:: Data provided

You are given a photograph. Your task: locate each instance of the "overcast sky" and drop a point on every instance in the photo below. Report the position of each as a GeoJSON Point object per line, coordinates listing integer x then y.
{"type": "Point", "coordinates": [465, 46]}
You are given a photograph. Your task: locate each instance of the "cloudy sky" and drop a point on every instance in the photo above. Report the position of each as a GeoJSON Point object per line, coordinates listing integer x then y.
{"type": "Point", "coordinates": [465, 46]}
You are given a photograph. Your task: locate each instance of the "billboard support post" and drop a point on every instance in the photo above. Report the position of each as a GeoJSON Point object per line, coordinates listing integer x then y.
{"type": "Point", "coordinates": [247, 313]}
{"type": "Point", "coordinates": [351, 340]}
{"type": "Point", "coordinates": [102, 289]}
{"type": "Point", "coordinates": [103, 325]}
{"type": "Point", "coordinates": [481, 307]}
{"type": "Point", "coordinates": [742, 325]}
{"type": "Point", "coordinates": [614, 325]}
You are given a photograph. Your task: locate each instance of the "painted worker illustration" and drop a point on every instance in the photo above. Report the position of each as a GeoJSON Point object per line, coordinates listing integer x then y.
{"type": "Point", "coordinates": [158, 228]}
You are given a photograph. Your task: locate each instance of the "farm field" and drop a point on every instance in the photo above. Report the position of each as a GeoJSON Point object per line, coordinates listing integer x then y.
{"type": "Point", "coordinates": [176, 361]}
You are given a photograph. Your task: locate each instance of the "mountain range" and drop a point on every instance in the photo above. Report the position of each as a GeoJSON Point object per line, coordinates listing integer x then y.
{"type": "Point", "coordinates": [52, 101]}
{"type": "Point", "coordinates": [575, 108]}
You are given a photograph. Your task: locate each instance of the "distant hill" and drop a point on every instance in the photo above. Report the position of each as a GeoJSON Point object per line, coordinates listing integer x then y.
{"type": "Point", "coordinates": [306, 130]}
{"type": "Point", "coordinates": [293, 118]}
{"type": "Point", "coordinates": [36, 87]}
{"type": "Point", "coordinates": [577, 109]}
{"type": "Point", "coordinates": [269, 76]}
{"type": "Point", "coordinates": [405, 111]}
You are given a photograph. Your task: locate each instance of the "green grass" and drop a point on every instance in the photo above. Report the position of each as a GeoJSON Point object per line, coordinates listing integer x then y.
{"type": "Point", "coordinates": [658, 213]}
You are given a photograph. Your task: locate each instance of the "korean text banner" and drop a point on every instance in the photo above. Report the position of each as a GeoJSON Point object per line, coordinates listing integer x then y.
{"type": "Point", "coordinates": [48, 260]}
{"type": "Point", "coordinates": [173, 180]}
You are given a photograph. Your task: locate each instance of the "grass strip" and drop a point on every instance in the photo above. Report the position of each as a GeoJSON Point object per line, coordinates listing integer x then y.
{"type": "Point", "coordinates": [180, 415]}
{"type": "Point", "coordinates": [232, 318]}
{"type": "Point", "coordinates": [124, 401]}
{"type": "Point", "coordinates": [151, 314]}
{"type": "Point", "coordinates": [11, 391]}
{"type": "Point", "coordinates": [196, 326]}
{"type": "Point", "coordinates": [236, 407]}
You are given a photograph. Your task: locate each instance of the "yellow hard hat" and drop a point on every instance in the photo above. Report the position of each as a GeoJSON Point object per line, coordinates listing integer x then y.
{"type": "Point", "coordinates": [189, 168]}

::::

(Task objective): The records above should be repeated word for word.

(Response box):
You are given a photograph. Your task: locate each instance of the "overcast sky" and drop a point on every instance in the photo below. Report the position of each as a GeoJSON Point object per line, coordinates listing integer x then y.
{"type": "Point", "coordinates": [465, 46]}
You are given a photograph. Your task: locate each instance of the "cloudy sky" and drop a point on every instance in the photo above. Report the position of each as a GeoJSON Point object per line, coordinates listing integer x then y.
{"type": "Point", "coordinates": [465, 46]}
You are given a photograph. Your task: locate each instance of the "billboard support post" and drop a point on every instance in the photo above. Report the position of each as a GeoJSON Point object per line, coordinates listing integer x then y.
{"type": "Point", "coordinates": [247, 313]}
{"type": "Point", "coordinates": [351, 340]}
{"type": "Point", "coordinates": [102, 289]}
{"type": "Point", "coordinates": [103, 325]}
{"type": "Point", "coordinates": [481, 307]}
{"type": "Point", "coordinates": [742, 325]}
{"type": "Point", "coordinates": [614, 325]}
You are given a photograph. Your task: locate each instance of the "painted worker illustration" and drop a point on every instance in the photo above. Report the position of each as a GeoJSON Point object per line, coordinates listing integer x then y.
{"type": "Point", "coordinates": [158, 228]}
You are given a photograph. Your task: locate each instance of the "farm field" and drop a point on every instance in the photo above. Report the position of each as a GeoJSON Point object per line, coordinates listing integer x then y.
{"type": "Point", "coordinates": [176, 361]}
You are given a photograph. Your task: locate each instance of the "mountain range" and drop a point on every instance in the photo above. Report the position of each as a GeoJSON Point object per line, coordinates listing integer x then y.
{"type": "Point", "coordinates": [52, 101]}
{"type": "Point", "coordinates": [575, 108]}
You are given a photograph. Your task: locate each instance of the "distant hill" and drop a point on every instance in the photo above. Report the position of each as a GeoJSON Point object per line, coordinates listing integer x then y.
{"type": "Point", "coordinates": [306, 130]}
{"type": "Point", "coordinates": [293, 118]}
{"type": "Point", "coordinates": [36, 87]}
{"type": "Point", "coordinates": [577, 109]}
{"type": "Point", "coordinates": [269, 76]}
{"type": "Point", "coordinates": [405, 111]}
You are given a photograph. Your task: locate each instance of the "green grass" and drop a point on every instance in the photo above. Report the position of each as a GeoJSON Point object per line, coordinates listing integer x then y.
{"type": "Point", "coordinates": [658, 213]}
You are given a photograph. Your task: locate each instance of the "korean text banner" and drop a point on every instance in the photo above. Report the position of each as a GeoJSON Point object per line, coordinates listing integer x then y.
{"type": "Point", "coordinates": [48, 260]}
{"type": "Point", "coordinates": [173, 180]}
You are given a photograph. Your task: locate each instance of the "grass strip" and drop a point on every instance in the photo above. Report the position of each as a GeoJSON Point object per line, coordinates listing integer x then y.
{"type": "Point", "coordinates": [180, 415]}
{"type": "Point", "coordinates": [232, 318]}
{"type": "Point", "coordinates": [124, 401]}
{"type": "Point", "coordinates": [151, 314]}
{"type": "Point", "coordinates": [11, 391]}
{"type": "Point", "coordinates": [196, 326]}
{"type": "Point", "coordinates": [236, 407]}
You are given a photograph. Your task: locate each instance of the "yellow hard hat" and drop a point on every instance in the photo above. Report the position of each as a GeoJSON Point object per line, coordinates listing integer x then y.
{"type": "Point", "coordinates": [189, 168]}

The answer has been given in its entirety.